→ WHAT YOU ARE ASKED TO DO: Locate each line in the records that contains the string "array" and copy those lines out in full.

— Start —

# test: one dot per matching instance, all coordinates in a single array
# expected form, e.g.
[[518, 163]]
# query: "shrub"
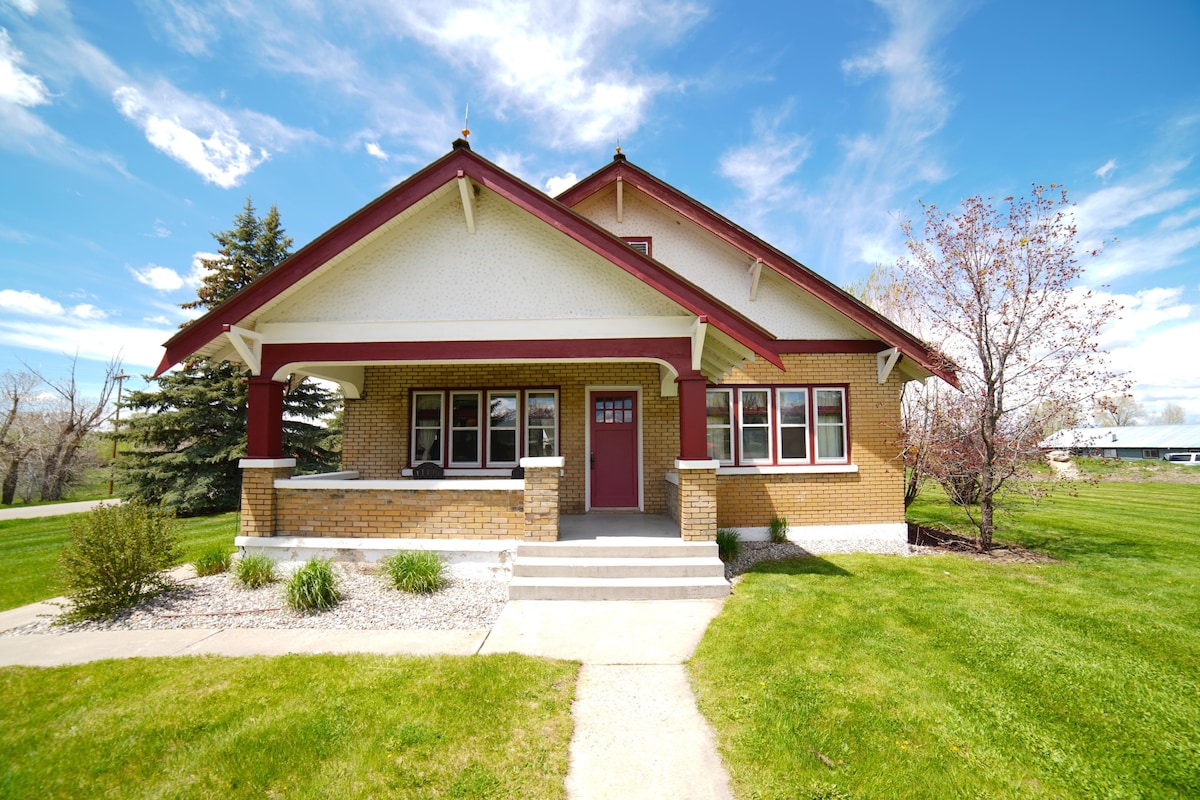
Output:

— End —

→ SOLUTION FOR THIS PROBLEM:
# test: one dot per matching instance, all coordinates in a single array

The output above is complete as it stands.